═══ SOURCE RECORDS ═══

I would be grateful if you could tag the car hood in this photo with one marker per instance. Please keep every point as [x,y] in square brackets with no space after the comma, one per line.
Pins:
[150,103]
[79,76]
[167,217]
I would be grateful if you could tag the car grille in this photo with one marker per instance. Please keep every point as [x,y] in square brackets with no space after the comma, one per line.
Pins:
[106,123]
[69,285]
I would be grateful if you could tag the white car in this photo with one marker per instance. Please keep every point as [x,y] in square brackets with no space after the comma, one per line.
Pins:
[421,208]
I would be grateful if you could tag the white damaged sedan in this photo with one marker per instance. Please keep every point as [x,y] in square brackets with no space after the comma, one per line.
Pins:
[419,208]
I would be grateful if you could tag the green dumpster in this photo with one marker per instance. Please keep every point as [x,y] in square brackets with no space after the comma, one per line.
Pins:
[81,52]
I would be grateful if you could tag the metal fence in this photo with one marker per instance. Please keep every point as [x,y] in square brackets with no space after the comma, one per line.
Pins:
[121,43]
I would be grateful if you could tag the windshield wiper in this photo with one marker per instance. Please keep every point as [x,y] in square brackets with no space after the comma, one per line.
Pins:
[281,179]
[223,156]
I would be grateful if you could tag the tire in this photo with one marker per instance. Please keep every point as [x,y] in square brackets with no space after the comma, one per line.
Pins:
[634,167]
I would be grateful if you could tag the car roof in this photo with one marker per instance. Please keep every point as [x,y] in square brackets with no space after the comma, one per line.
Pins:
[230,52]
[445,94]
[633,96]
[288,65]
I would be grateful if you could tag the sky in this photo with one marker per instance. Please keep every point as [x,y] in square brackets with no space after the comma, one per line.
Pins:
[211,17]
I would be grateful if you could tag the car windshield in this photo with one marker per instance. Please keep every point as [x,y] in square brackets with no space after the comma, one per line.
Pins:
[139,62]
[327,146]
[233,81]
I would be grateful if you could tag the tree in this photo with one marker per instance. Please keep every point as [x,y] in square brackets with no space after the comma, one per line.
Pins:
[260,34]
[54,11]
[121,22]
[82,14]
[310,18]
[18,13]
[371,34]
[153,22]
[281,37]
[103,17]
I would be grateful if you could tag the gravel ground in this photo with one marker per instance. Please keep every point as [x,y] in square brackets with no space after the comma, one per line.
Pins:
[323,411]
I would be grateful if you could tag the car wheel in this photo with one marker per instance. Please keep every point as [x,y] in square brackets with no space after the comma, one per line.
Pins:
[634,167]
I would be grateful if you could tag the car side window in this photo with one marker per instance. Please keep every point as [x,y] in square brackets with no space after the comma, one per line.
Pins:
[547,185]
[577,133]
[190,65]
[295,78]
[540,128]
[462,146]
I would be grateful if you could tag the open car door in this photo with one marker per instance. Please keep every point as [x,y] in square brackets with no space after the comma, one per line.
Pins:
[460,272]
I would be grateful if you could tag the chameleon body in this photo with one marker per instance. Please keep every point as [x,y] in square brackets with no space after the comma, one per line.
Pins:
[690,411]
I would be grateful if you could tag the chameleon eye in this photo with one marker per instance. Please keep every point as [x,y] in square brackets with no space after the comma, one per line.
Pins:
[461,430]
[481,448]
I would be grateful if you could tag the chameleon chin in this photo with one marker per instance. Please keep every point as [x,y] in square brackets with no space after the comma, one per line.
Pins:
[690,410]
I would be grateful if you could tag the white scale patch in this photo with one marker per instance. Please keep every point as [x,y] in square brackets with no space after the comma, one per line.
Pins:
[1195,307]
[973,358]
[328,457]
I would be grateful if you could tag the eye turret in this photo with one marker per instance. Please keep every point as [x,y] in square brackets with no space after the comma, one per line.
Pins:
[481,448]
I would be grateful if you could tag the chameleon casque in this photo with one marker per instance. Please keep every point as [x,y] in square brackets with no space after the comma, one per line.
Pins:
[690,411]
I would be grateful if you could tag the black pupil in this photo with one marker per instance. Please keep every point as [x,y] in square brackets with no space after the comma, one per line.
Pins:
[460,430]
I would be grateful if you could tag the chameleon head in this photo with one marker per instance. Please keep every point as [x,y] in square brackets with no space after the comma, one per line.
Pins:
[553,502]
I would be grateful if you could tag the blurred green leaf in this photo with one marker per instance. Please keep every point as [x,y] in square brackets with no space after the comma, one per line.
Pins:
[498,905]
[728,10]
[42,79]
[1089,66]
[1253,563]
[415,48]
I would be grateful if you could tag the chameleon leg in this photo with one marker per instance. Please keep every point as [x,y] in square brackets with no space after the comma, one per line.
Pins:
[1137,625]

═══

• _WHAT YOU NEED TO DO_
For each line above that includes the word "green", make a copy of that line.

• _ANSWER TO THE PROBLEM_
I would be grateful if you could tag the green dumpster in this photo with one marker per instance. Please keep every point as [x,y] in square brackets with no space after the comma, one per line.
I would be grateful if you could tag the blurred green leaf in this photo with one marker per instance. Please keep every point as [x,y] in square brackets with no space after the comma, one per line.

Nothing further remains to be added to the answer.